- **INFORMATION**:
....
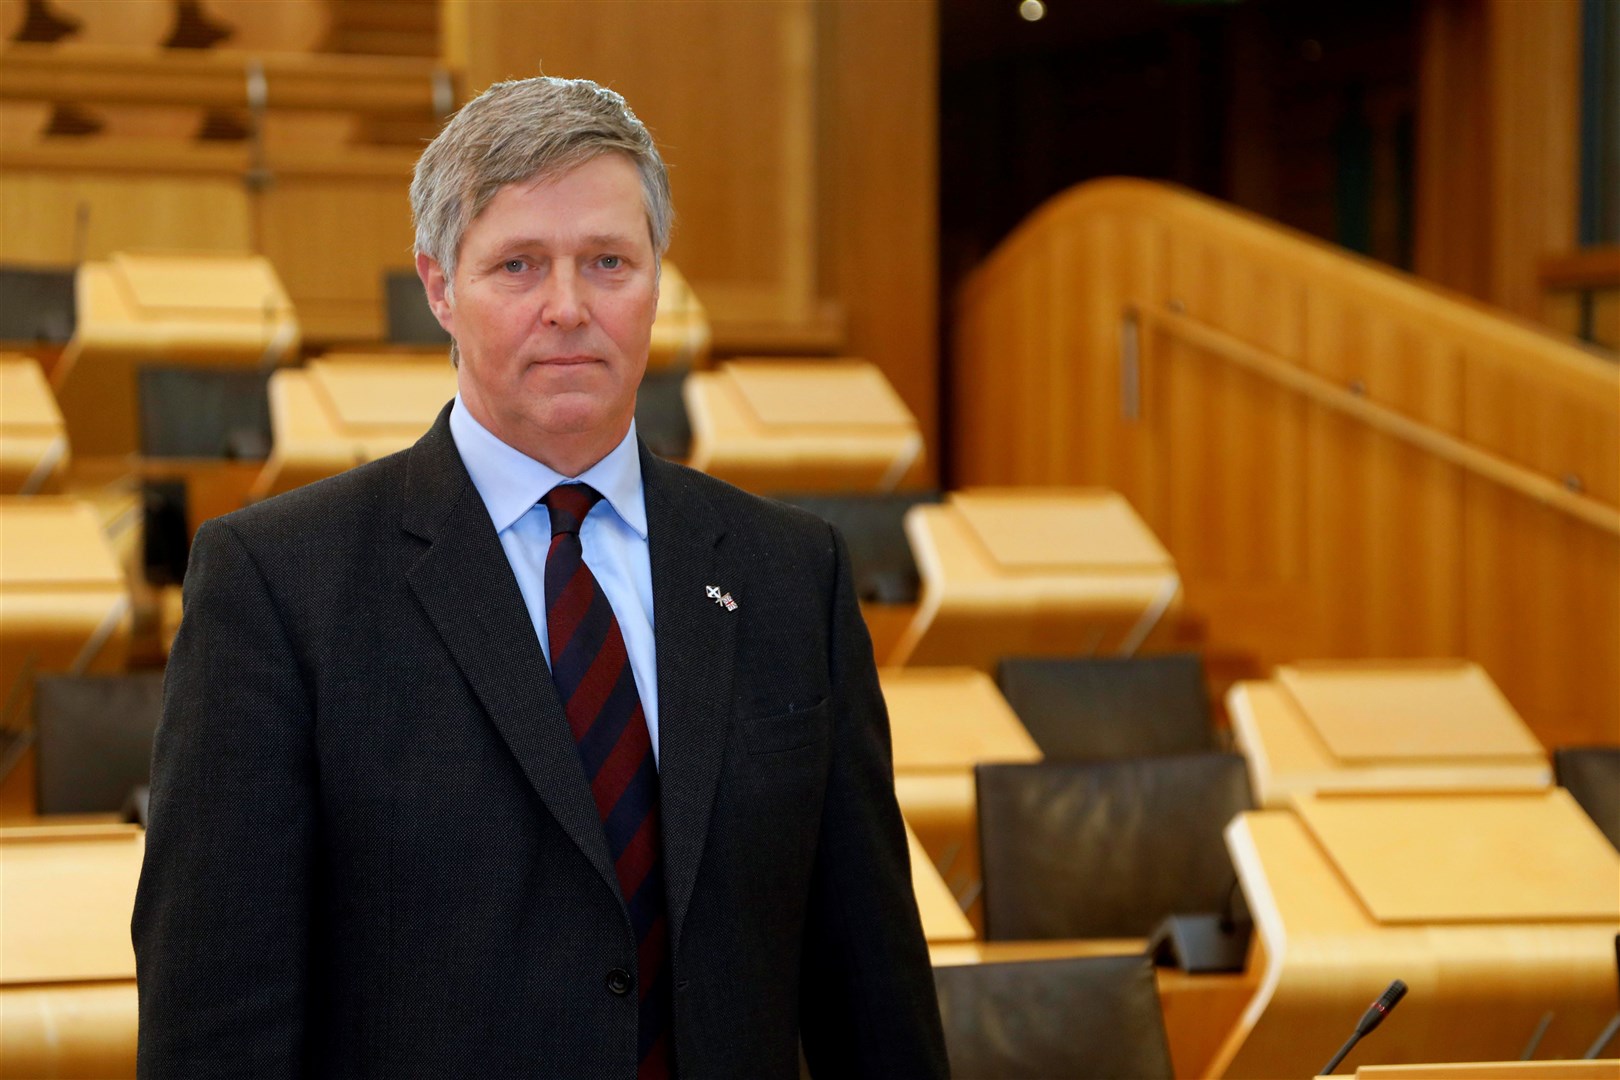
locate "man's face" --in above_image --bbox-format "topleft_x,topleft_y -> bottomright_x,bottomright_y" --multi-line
417,152 -> 659,473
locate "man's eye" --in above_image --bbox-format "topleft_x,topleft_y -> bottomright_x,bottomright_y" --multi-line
598,255 -> 622,270
503,259 -> 527,273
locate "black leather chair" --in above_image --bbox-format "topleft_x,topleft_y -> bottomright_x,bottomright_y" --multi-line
635,367 -> 692,460
768,491 -> 943,605
996,653 -> 1214,760
0,264 -> 76,344
933,953 -> 1173,1079
1555,746 -> 1620,852
383,269 -> 452,345
976,754 -> 1254,941
137,365 -> 272,460
34,673 -> 165,815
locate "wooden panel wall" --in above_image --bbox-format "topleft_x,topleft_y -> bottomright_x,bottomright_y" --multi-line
0,142 -> 417,342
1415,0 -> 1584,320
953,179 -> 1620,749
446,0 -> 939,477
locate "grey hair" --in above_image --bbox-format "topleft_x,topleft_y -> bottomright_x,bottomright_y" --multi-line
410,76 -> 673,290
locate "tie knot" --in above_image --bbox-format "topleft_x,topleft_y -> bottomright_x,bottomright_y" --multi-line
541,484 -> 604,537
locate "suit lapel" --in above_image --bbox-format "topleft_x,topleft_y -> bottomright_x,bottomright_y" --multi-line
401,408 -> 620,901
642,446 -> 736,957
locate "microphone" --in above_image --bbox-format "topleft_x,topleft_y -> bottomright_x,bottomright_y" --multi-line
1321,979 -> 1408,1075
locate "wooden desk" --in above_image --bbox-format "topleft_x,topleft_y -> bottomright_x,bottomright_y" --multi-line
0,496 -> 130,716
887,489 -> 1182,670
0,823 -> 142,1079
648,262 -> 710,371
683,359 -> 923,492
1346,1063 -> 1620,1079
252,355 -> 455,499
906,820 -> 975,944
0,356 -> 68,494
1229,662 -> 1552,809
1211,792 -> 1620,1078
885,668 -> 1039,933
929,938 -> 1260,1079
55,252 -> 299,456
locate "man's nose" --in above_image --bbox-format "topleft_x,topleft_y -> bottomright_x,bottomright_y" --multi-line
539,267 -> 588,329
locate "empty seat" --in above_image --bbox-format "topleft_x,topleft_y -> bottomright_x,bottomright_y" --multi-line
34,672 -> 164,815
636,366 -> 692,461
976,754 -> 1254,940
1555,746 -> 1620,851
996,653 -> 1213,760
933,953 -> 1173,1079
771,491 -> 942,605
0,265 -> 76,345
138,366 -> 272,460
383,269 -> 452,346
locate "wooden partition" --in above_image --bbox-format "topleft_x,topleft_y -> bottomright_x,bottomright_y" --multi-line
0,139 -> 418,342
0,37 -> 441,343
953,179 -> 1619,748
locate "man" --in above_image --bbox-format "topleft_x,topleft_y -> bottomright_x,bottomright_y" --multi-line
133,77 -> 948,1078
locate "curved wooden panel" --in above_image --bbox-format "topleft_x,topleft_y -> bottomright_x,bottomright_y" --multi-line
953,179 -> 1620,747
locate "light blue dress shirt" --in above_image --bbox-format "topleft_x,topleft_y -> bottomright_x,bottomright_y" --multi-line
449,396 -> 661,764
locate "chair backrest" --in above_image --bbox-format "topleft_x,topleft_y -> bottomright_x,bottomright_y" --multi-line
34,672 -> 165,815
635,367 -> 692,461
977,754 -> 1254,940
769,491 -> 943,605
1555,746 -> 1620,852
0,265 -> 76,344
383,269 -> 452,346
996,653 -> 1213,760
933,953 -> 1173,1080
137,366 -> 272,460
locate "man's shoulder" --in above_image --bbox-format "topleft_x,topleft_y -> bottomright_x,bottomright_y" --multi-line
206,447 -> 415,546
644,453 -> 836,549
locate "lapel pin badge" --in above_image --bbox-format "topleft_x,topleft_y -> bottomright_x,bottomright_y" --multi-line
705,585 -> 738,612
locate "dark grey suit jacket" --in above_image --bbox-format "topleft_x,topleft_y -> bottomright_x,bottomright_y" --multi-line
132,407 -> 947,1078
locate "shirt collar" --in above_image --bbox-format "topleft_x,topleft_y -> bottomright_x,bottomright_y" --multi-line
449,395 -> 647,539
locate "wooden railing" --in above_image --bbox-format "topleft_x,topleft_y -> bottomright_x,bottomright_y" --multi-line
953,179 -> 1620,749
0,42 -> 453,116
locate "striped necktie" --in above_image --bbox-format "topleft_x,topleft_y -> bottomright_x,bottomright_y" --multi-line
541,483 -> 672,1078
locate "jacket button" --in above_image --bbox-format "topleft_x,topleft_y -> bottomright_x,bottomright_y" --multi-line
607,968 -> 633,996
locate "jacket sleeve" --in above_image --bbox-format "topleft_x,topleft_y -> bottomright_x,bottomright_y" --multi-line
798,524 -> 950,1078
132,517 -> 316,1077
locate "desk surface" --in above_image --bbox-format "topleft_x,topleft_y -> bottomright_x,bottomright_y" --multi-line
888,493 -> 1181,668
1228,680 -> 1552,808
682,360 -> 923,492
0,497 -> 123,586
879,667 -> 1040,772
1212,806 -> 1620,1077
1276,660 -> 1545,764
0,823 -> 143,984
0,357 -> 63,433
951,489 -> 1174,571
70,253 -> 298,358
1294,789 -> 1620,924
0,356 -> 68,494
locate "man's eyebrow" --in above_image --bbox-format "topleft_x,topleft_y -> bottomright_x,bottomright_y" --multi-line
493,233 -> 641,251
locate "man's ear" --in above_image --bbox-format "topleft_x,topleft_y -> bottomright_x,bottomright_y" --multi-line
415,252 -> 455,337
....
- **ACTIVITY**: An answer that restates all the entries exactly and drops the images is what is needed.

- **ANSWER AREA**:
locate "man's face" --in above_image --bbox-format "topleft_x,topleft_y -> bottomright_x,bottomright_y" --multi-line
417,152 -> 659,473
locate "man's eye" --in above_image --bbox-format "topleft_x,topleft_y -> bottomright_x,bottomright_y" --multi-line
598,255 -> 622,270
503,259 -> 527,273
locate "black leather chair" --in above_image --bbox-format "topleft_x,topleft_y -> bottomright_x,bottomright_y" --multi-line
635,367 -> 692,460
768,491 -> 943,605
996,653 -> 1214,760
0,264 -> 76,344
933,953 -> 1173,1079
1555,746 -> 1620,852
383,269 -> 452,345
976,754 -> 1254,941
137,365 -> 272,460
34,673 -> 165,815
locate "wooden panel wall" --in above_image --bbox-format "topleft_x,topleft_y -> bottomright_x,bottomright_y" --multi-line
0,142 -> 417,342
1415,0 -> 1584,320
953,179 -> 1620,749
446,0 -> 939,477
locate "grey hair" --in above_image --bbox-format "topleft_x,topleft_y -> bottomright_x,bottomright_y" --multi-line
410,76 -> 673,290
locate "tie knot" --in above_image --bbox-format "topleft_x,topleft_y -> bottomright_x,bottomright_y" --multi-line
541,484 -> 604,537
locate "suit lapel" --in above_image --bbox-format "topleft_x,topleft_y -> bottomright_x,bottomright_y" --multi-line
401,408 -> 620,901
642,446 -> 736,957
locate "microphone" --in above_image --bbox-format "topleft_x,topleft_y -> bottomright_x,bottomright_y" --multi-line
1321,979 -> 1408,1075
locate "wooden desk" --in above_image --bbox-format "topleft_x,topleft_y -> bottomright_x,bottomright_y" --multi-line
0,496 -> 130,716
887,489 -> 1182,670
0,823 -> 142,1079
648,262 -> 710,371
683,359 -> 923,492
1346,1063 -> 1620,1079
252,355 -> 455,499
906,820 -> 975,944
0,356 -> 68,494
1229,662 -> 1552,809
1211,792 -> 1620,1078
885,668 -> 1039,933
929,938 -> 1260,1079
55,252 -> 299,456
locate "man's nose" --in above_image --bbox-format "topleft_x,topleft_y -> bottomright_x,bottomright_y" --multi-line
539,267 -> 588,329
locate "empty seat" --in above_image --bbox-format "topleft_x,topleft_y -> bottomright_x,bottomright_y" --multi-line
34,672 -> 164,815
636,366 -> 692,461
976,754 -> 1254,940
1555,746 -> 1620,851
996,653 -> 1213,760
933,953 -> 1173,1079
771,491 -> 942,605
0,265 -> 76,345
138,366 -> 272,460
383,269 -> 452,346
locate "wooden partition" --in above_image --bbox-format "topleft_x,topleft_y -> bottomright_x,bottomright_y" --multi-line
0,139 -> 418,342
0,37 -> 441,343
953,179 -> 1619,748
locate "man" --in above_image --bbox-format "topleft_x,topleft_y -> bottomright_x,bottomright_y" --multi-line
133,77 -> 948,1078
locate "curved wooden panel" --in above_image --bbox-format "topleft_x,topleft_y -> bottomright_x,bottomright_y" --multi-line
953,179 -> 1620,747
locate "light blue dress shirt" --in above_image --bbox-format "topleft_x,topleft_y -> bottomright_x,bottomright_y" --multi-line
449,396 -> 661,764
locate "chair backrest" --in above_image --bbox-format "topleft_x,topleft_y -> bottomright_x,bottomright_y" --multi-line
34,672 -> 165,815
635,367 -> 692,461
977,754 -> 1254,940
769,491 -> 943,605
1555,746 -> 1620,852
0,265 -> 76,344
383,269 -> 452,346
996,653 -> 1213,760
933,953 -> 1173,1080
137,366 -> 272,460
locate "man's shoulder" --in above_image --bbox-format "topleft_x,topleft_y -> bottomright_x,bottomright_y" --multi-line
206,447 -> 415,546
644,453 -> 836,549
locate "lapel pin badge" --in above_image --bbox-format "topleft_x,topleft_y -> bottomright_x,bottomright_y" --multi-line
705,585 -> 738,612
locate "dark grey suit jacket" --in above_image --bbox-format "topleft_x,topleft_y -> bottomright_x,bottomright_y" --multi-line
132,407 -> 947,1078
locate "shirt collar" --in above_image --bbox-format "topleft_x,topleft_y -> bottomright_x,bottomright_y" --multi-line
449,395 -> 647,539
locate "wooden railing" --in above_image --bbox-format "topleft_x,topleft_y -> bottomright_x,bottomright_y" --multi-line
953,179 -> 1620,749
0,42 -> 453,116
locate "striped necktie" --in above_image --bbox-format "topleft_x,topleft_y -> bottomright_x,bottomright_y" --multi-line
541,483 -> 672,1078
locate "jacket button" --in above_image --bbox-format "topleft_x,topleft_y -> bottomright_x,bottomright_y" --multi-line
607,968 -> 633,996
locate "jacket sleeve" --in above_image --bbox-format "topleft_x,topleft_y -> bottomright_x,bottomright_y" --multi-line
798,524 -> 950,1078
132,517 -> 316,1077
locate "desk surface" --in above_image --bbox-format "topleft_x,topleft_y -> bottomright_x,bottomright_y" --multi-line
888,493 -> 1181,668
1228,680 -> 1552,808
682,360 -> 923,492
0,497 -> 123,586
879,667 -> 1040,772
1212,806 -> 1620,1077
1276,660 -> 1545,764
0,823 -> 143,984
0,357 -> 63,433
951,489 -> 1174,571
70,253 -> 298,358
1294,789 -> 1620,924
0,356 -> 68,494
locate "man's eyebrow" --in above_image --bbox-format "topleft_x,topleft_y -> bottomright_x,bottomright_y" --multi-line
493,233 -> 641,251
locate "man's ear" --in above_image --bbox-format "topleft_x,topleft_y -> bottomright_x,bottomright_y" --multi-line
415,252 -> 455,337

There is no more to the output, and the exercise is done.